In the listing that follows, find the line with "Target: milk tea drink", then copy exactly from it through the line with "Spot the milky", leaving out every picture.

[[ Supplied records, beginning ]]

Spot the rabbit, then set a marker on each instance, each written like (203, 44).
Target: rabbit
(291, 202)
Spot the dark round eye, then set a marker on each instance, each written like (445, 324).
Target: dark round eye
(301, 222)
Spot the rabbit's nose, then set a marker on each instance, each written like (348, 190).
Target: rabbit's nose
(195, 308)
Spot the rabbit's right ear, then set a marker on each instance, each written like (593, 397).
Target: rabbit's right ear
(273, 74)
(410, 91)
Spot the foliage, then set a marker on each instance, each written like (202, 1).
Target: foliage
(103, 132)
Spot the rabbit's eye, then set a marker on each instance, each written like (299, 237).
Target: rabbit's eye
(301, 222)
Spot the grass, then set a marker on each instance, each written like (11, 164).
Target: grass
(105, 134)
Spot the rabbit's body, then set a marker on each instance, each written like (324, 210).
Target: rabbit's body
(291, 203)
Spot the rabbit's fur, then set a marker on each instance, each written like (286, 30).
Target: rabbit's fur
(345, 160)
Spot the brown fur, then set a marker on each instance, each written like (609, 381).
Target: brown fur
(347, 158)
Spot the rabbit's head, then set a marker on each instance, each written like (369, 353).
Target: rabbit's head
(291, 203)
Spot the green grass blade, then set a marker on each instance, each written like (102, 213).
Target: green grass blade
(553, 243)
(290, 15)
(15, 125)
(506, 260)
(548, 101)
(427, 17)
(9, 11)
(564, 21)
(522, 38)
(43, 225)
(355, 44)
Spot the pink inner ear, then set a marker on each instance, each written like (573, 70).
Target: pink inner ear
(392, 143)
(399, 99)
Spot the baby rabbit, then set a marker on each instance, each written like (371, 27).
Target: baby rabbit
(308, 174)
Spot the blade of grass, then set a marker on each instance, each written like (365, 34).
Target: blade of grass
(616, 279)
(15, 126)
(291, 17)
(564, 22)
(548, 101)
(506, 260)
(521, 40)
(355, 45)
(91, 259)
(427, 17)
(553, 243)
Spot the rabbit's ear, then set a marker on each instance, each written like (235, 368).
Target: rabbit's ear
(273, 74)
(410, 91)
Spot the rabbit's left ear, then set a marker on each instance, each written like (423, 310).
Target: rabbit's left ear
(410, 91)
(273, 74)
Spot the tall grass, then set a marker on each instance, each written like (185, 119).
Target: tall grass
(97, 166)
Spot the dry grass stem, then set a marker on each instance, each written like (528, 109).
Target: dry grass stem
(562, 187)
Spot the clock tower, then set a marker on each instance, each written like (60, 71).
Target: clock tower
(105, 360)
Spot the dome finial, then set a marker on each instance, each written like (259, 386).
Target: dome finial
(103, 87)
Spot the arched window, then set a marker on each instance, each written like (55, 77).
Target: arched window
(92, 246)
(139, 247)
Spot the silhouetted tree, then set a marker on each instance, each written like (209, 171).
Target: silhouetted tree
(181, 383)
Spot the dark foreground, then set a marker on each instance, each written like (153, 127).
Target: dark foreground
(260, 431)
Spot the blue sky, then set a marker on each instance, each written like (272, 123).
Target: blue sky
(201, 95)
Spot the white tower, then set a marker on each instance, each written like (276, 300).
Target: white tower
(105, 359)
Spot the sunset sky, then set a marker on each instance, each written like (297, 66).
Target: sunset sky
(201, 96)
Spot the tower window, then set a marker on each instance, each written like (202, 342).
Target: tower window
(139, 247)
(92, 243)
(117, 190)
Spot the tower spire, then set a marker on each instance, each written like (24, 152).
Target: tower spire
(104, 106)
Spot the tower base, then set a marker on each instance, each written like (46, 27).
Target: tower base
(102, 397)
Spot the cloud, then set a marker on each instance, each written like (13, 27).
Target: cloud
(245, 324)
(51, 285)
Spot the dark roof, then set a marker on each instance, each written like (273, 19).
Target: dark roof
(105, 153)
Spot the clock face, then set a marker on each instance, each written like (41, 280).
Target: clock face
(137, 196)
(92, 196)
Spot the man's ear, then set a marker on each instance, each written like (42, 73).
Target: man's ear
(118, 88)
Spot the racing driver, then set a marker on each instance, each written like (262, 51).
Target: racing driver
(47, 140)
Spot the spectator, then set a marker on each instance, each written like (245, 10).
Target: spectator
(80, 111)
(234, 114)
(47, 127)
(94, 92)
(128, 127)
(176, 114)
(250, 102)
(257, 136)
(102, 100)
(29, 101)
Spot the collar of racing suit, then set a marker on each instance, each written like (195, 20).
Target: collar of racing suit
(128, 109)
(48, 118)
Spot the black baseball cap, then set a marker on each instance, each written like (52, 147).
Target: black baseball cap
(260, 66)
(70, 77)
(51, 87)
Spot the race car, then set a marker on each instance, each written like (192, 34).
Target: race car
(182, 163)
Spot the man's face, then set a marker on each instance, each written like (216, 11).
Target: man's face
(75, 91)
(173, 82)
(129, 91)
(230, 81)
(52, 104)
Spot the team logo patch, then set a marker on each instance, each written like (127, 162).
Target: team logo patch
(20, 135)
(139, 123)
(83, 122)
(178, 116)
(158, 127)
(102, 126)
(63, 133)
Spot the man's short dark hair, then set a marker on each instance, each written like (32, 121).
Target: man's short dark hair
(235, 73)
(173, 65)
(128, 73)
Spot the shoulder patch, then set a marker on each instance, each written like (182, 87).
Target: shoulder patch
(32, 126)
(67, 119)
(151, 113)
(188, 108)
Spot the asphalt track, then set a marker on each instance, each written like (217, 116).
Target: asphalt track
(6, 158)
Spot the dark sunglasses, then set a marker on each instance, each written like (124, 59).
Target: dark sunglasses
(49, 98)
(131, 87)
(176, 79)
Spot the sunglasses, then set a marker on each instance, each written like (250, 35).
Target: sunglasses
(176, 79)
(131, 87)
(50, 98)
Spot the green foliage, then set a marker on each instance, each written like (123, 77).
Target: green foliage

[[ Supplied records, end ]]
[[ Supplied records, beginning ]]

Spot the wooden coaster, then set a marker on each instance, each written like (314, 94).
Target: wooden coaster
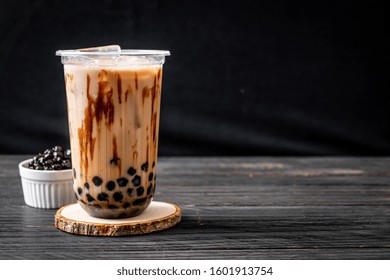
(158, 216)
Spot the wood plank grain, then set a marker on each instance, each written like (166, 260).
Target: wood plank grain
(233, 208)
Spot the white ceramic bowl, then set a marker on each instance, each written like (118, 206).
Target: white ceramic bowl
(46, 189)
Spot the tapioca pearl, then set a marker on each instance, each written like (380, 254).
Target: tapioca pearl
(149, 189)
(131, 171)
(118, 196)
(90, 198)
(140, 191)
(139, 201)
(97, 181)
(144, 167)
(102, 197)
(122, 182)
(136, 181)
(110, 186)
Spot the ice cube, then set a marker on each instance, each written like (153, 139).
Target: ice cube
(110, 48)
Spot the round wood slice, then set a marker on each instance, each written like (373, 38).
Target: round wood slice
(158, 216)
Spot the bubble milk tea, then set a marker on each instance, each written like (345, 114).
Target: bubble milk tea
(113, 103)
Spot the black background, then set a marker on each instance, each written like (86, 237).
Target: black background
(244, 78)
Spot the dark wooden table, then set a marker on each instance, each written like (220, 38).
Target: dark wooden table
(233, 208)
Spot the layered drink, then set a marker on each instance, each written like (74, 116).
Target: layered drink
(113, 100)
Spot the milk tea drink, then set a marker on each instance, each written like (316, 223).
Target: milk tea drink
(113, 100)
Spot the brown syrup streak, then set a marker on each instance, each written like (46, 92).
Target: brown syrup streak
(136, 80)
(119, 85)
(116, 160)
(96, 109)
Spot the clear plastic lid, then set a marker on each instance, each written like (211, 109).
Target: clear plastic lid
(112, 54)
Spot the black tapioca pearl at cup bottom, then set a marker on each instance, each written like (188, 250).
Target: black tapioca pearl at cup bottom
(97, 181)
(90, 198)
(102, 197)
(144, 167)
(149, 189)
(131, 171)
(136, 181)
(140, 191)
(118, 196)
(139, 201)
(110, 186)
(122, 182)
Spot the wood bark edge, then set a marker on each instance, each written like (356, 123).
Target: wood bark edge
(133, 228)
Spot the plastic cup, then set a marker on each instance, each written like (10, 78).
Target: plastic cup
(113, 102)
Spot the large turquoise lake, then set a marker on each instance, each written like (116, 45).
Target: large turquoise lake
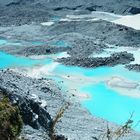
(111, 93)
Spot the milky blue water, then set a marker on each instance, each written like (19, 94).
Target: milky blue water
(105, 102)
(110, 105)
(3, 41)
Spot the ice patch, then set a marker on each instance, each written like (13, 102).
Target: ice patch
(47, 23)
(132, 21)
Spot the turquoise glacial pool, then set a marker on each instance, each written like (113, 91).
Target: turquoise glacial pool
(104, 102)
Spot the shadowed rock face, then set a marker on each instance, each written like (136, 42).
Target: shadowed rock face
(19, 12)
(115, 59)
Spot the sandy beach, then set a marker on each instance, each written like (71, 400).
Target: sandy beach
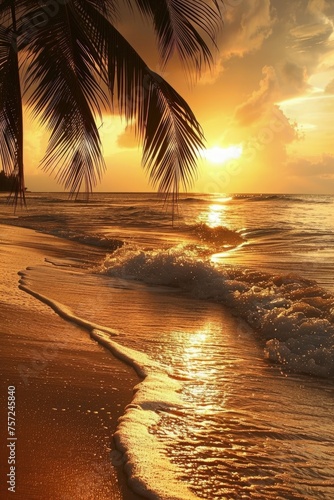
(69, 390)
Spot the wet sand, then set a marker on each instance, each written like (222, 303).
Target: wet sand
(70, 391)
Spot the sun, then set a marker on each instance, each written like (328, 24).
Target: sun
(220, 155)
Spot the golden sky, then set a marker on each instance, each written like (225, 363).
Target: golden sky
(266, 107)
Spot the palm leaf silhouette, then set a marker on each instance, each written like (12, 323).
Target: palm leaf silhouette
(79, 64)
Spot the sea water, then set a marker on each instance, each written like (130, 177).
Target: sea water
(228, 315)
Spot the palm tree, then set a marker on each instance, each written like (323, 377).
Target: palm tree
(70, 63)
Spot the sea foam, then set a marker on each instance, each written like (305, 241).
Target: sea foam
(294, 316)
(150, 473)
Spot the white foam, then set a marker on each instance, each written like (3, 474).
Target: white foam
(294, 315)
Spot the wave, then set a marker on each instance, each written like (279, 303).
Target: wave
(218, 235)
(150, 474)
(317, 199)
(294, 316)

[[ Supplied records, end ]]
[[ Supplied records, beginning ]]

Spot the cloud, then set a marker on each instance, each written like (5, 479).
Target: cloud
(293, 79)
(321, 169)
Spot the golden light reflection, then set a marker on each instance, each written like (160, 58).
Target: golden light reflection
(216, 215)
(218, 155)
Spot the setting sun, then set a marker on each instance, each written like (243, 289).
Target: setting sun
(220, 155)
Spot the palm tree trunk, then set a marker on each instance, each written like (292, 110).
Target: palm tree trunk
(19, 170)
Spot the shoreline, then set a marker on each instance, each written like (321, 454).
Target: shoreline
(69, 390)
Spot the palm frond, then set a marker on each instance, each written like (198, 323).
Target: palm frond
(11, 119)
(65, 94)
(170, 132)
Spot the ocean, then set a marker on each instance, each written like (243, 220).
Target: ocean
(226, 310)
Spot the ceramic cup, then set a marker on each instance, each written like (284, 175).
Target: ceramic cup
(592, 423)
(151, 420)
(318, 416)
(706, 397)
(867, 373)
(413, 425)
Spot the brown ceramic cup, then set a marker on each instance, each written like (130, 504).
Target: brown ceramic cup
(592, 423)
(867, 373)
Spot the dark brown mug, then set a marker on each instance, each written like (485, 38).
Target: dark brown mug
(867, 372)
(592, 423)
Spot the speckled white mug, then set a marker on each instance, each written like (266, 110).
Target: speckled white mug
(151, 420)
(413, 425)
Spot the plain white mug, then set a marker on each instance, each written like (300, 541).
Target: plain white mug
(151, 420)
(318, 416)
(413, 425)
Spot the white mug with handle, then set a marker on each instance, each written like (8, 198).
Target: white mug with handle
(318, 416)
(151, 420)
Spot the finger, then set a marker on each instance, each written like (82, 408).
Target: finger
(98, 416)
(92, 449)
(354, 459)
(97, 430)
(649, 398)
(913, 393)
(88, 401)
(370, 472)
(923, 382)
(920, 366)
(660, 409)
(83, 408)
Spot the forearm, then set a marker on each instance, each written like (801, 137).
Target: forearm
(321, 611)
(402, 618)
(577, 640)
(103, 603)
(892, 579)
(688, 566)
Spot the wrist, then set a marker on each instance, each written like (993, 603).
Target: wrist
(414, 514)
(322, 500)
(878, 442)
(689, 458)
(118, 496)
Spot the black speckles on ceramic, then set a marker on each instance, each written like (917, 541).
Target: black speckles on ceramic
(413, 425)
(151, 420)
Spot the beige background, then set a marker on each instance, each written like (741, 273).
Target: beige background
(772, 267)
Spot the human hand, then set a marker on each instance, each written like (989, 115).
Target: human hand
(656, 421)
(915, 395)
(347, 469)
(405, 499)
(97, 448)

[[ Supplied records, end ]]

Task answer =
Target: milk tea drink
(113, 100)
Spot the brown syrup streak, then set a marker on each instance, each written like (46, 92).
Target: brown syrup streak
(136, 80)
(119, 85)
(116, 160)
(96, 109)
Spot the clear plastic lid, then set a marker on each instance, each written like (211, 109).
Target: clear plastic lid
(112, 54)
Spot the black tapioca pearl at cup bottom, then set a marker on each instance, each written like (188, 250).
Target: black tapioca pearl at cup bottom
(97, 181)
(90, 198)
(102, 197)
(144, 167)
(149, 189)
(131, 171)
(136, 181)
(140, 191)
(118, 196)
(139, 201)
(110, 186)
(122, 182)
Spot the wood bark edge, then set a marker on each instance, each written like (356, 123).
Target: wood bark edge
(133, 228)
Spot the plastic cup, then set a marker on each instance, each written like (10, 78).
Target: plastic cup
(113, 102)
Spot the large turquoise lake, then set a marker on each instance, each written like (116, 45).
Target: large turquoise lake
(111, 93)
Spot the milky blue water, then set a marker on each instance, each written like (19, 94).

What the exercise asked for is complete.